(Point localization data)
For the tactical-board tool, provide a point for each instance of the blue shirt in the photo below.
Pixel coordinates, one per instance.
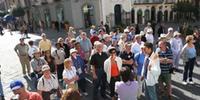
(191, 52)
(139, 60)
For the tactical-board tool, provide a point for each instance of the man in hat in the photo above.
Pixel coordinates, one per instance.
(18, 88)
(22, 51)
(48, 84)
(112, 66)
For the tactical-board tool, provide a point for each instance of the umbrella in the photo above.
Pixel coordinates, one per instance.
(9, 18)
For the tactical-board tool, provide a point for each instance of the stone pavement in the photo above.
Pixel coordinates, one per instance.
(11, 69)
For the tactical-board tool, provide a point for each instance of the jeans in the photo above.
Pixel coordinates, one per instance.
(150, 92)
(189, 66)
(100, 81)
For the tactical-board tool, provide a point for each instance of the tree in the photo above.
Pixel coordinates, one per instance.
(18, 12)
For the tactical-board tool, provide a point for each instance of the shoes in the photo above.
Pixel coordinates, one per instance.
(191, 82)
(184, 83)
(85, 93)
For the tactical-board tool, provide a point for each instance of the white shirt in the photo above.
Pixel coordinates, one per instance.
(48, 83)
(69, 74)
(31, 49)
(150, 38)
(135, 48)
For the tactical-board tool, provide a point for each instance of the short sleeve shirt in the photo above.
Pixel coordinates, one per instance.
(47, 84)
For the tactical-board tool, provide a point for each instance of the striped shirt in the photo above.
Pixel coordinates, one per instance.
(165, 67)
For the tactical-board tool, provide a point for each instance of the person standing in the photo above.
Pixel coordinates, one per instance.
(32, 48)
(98, 73)
(86, 45)
(69, 75)
(18, 88)
(150, 72)
(188, 54)
(80, 66)
(112, 66)
(166, 64)
(139, 61)
(44, 44)
(126, 89)
(36, 63)
(59, 56)
(135, 48)
(48, 85)
(176, 46)
(22, 51)
(51, 61)
(64, 46)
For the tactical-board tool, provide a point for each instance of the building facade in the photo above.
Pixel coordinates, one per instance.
(84, 13)
(127, 12)
(79, 13)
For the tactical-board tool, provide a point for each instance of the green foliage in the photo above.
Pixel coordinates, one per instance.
(18, 12)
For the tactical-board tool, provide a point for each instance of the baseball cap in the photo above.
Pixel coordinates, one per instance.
(45, 67)
(16, 84)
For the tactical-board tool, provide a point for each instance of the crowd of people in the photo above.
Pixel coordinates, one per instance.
(129, 64)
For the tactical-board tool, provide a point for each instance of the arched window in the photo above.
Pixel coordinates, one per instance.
(88, 14)
(118, 15)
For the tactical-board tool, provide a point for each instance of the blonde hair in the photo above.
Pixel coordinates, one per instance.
(189, 38)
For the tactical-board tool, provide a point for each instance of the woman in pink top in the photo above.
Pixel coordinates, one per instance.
(126, 89)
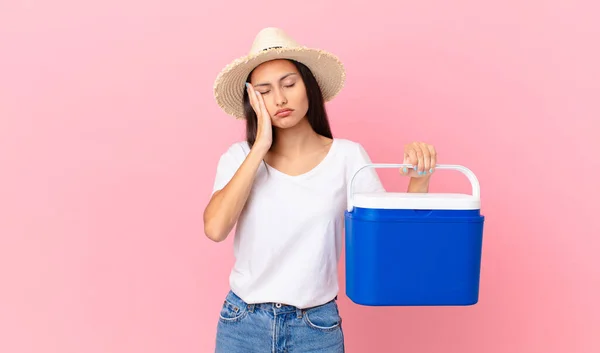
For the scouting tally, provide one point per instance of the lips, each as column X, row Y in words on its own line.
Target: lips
column 284, row 112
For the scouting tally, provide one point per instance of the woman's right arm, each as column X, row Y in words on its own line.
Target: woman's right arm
column 225, row 206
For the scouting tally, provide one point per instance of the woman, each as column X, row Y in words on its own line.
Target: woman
column 286, row 189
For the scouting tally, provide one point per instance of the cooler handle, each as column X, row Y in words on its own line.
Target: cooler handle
column 466, row 171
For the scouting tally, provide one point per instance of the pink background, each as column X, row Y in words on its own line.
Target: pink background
column 109, row 138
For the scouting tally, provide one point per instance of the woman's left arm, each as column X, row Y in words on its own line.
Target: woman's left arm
column 423, row 158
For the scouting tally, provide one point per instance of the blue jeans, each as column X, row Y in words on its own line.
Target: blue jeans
column 278, row 328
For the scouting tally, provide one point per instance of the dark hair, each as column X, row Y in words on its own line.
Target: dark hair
column 316, row 114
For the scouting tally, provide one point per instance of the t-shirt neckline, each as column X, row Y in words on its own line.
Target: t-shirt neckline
column 313, row 170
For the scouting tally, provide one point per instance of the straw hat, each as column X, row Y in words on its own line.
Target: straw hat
column 270, row 44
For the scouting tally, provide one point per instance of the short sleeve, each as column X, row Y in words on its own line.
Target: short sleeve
column 229, row 163
column 367, row 180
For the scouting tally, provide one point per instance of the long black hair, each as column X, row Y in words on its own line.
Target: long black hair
column 316, row 114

- What the exercise asks -
Output must be limited to the lines beginning with the one that contains "Target: woman's left arm" and ending with the last line of the entries, reproduced exactly.

- Answer to this problem -
Target: woman's left arm
column 423, row 158
For the scouting tally, provide one point per instance of the blue jeans, each as column X, row Y in words on its own line.
Target: blue jeans
column 278, row 328
For the scouting tally, provide one point per instance of the dark hair, each as column X, row Y in words on its own line.
Target: dark hair
column 316, row 114
For the scouting tally, provide one point per instance of the t-shirt neckline, each as column X, row Y in words on its own line.
Target: t-shirt neckline
column 313, row 170
For the scouting tally, provide one point per instance of the straw hat, each as column X, row Y in words on its own line.
Target: straw hat
column 270, row 44
For the scouting tally, provide one point per instance of the short sleeve, each as column X, row Y in words on its own line.
Target: short sleeve
column 229, row 163
column 367, row 180
For the scouting tally, provide one point per instance of the long black hair, each as column X, row Y in words on its own line.
Target: long black hair
column 316, row 114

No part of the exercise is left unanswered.